Excerpt provided:

....

Skip to content

Installation

Requirements

  • Python 3.8 or higher
  • pip

That's all you need to get started. Heavy dependencies like PyTorch and Diffusers are pulled in on first use, not at install time.


Install from PyPI

pip install vllama

Verify the install:

vllama --help

System-specific Notes

Install works normally on Windows. For Speech commands (vllama stt), you may need to install PortAudio:

pip install pipwin
pipwin install pyaudio

PortAudio is required for speech features:

brew install portaudio
pip install vllama
sudo apt-get install portaudio19-dev  # for speech features
pip install vllama

Running in a virtual environment keeps your global Python clean:

python -m venv vllama-env

# Activate
source vllama-env/bin/activate   # Linux / macOS
vllama-env\Scripts\activate      # Windows

pip install vllama

GPU Support (Optional but Faster)

Vllama works on CPU out of the box. For GPU acceleration, install PyTorch with CUDA support before installing vllama:

# CUDA 11.8
pip install torch torchvision --index-url https://download.pytorch.org/whl/cu118

# CUDA 12.1
pip install torch torchvision --index-url https://download.pytorch.org/whl/cu121

# Then install vllama
pip install vllama

No GPU locally?

Use Vllama's built-in Kaggle GPU offload to run heavy models for free without any local GPU.

....

Dataset extract:
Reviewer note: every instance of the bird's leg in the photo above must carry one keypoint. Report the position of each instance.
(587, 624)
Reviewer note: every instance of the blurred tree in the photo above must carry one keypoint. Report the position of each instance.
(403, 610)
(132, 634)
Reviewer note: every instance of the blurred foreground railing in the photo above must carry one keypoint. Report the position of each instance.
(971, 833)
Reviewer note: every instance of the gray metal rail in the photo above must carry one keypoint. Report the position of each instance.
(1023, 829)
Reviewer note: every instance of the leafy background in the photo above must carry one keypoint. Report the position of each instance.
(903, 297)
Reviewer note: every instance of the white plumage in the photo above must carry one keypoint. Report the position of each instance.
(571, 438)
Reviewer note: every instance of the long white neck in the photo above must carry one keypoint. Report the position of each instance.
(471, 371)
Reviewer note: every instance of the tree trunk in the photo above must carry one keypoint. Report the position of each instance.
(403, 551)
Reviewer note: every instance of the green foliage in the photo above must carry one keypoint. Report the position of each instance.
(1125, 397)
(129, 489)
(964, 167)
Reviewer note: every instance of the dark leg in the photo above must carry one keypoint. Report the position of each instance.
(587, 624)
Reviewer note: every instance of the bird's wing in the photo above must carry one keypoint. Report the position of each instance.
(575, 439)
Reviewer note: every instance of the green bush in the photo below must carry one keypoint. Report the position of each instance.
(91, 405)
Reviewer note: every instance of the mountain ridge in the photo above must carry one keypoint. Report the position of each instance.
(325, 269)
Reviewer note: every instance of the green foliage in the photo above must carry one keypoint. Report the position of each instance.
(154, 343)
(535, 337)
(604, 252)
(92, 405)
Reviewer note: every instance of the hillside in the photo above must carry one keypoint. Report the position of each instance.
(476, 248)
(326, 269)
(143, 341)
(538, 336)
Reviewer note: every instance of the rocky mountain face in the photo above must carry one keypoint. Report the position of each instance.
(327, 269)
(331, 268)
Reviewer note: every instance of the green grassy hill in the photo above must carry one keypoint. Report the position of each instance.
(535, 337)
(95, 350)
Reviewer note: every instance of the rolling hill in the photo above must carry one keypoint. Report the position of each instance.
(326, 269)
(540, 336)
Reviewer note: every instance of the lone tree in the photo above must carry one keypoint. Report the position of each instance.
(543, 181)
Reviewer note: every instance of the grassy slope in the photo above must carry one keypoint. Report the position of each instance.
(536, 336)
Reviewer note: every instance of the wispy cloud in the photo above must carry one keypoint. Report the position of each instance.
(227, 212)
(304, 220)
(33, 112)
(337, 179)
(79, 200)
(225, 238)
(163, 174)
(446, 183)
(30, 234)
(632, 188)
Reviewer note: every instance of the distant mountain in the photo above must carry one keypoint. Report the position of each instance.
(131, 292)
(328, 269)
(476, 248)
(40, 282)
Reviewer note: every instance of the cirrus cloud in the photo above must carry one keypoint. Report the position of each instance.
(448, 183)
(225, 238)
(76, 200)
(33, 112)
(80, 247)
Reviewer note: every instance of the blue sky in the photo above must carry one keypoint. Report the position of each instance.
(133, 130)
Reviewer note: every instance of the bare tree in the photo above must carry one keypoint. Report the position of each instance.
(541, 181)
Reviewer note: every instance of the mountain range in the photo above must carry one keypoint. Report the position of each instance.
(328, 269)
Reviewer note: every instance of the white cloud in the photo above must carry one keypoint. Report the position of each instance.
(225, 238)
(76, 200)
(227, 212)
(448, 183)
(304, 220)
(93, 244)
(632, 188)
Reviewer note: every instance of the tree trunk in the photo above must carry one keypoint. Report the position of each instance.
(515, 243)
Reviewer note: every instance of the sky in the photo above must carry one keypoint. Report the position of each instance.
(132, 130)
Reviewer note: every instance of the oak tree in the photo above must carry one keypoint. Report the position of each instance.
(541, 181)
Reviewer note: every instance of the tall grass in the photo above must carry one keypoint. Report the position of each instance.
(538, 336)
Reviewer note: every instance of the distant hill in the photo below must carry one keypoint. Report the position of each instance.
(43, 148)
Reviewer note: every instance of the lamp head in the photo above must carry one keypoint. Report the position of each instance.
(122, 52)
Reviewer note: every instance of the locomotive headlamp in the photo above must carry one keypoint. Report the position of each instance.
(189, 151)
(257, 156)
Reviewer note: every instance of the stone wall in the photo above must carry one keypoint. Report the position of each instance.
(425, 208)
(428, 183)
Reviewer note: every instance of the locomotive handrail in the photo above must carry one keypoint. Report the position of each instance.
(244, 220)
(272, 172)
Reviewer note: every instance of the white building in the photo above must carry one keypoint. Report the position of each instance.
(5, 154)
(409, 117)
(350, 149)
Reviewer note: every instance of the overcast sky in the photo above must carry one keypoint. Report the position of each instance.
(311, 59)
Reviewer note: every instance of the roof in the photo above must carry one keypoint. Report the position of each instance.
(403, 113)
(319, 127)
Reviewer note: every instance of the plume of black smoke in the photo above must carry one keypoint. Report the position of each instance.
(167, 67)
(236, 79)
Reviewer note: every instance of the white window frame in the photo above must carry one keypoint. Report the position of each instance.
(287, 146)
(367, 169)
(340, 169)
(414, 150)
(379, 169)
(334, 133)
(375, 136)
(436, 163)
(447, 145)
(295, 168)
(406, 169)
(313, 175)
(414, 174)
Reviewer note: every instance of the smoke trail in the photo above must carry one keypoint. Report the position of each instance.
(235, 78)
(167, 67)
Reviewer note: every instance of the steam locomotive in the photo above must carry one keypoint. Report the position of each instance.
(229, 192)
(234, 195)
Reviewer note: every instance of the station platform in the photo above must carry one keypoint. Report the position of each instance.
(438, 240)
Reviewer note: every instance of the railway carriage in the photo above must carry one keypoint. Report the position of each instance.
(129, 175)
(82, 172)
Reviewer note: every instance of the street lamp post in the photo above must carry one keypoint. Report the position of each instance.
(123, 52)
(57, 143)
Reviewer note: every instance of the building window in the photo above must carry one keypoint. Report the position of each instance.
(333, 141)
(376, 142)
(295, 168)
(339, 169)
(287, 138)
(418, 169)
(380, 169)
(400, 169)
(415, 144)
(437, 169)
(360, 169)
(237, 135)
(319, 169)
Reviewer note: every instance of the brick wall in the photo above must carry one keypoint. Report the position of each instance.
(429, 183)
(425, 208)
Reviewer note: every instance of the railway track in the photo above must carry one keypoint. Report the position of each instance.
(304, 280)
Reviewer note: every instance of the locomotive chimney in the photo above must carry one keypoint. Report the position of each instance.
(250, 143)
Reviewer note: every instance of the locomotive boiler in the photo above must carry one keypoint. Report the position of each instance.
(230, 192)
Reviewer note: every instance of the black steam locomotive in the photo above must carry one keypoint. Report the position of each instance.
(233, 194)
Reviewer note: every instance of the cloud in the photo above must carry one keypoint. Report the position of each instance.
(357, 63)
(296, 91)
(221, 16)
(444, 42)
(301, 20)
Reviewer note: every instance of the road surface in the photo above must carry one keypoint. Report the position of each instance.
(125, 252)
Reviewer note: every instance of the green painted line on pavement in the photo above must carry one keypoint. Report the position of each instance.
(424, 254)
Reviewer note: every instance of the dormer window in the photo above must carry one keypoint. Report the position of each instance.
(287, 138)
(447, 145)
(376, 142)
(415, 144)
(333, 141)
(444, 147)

....

Your task: Quote the passage of the vllama installation guide above starting at "# CUDA 11.8" and ending at "No GPU locally?".

Solved problem:
# CUDA 11.8
pip install torch torchvision --index-url https://download.pytorch.org/whl/cu118

# CUDA 12.1
pip install torch torchvision --index-url https://download.pytorch.org/whl/cu121

# Then install vllama
pip install vllama

No GPU locally?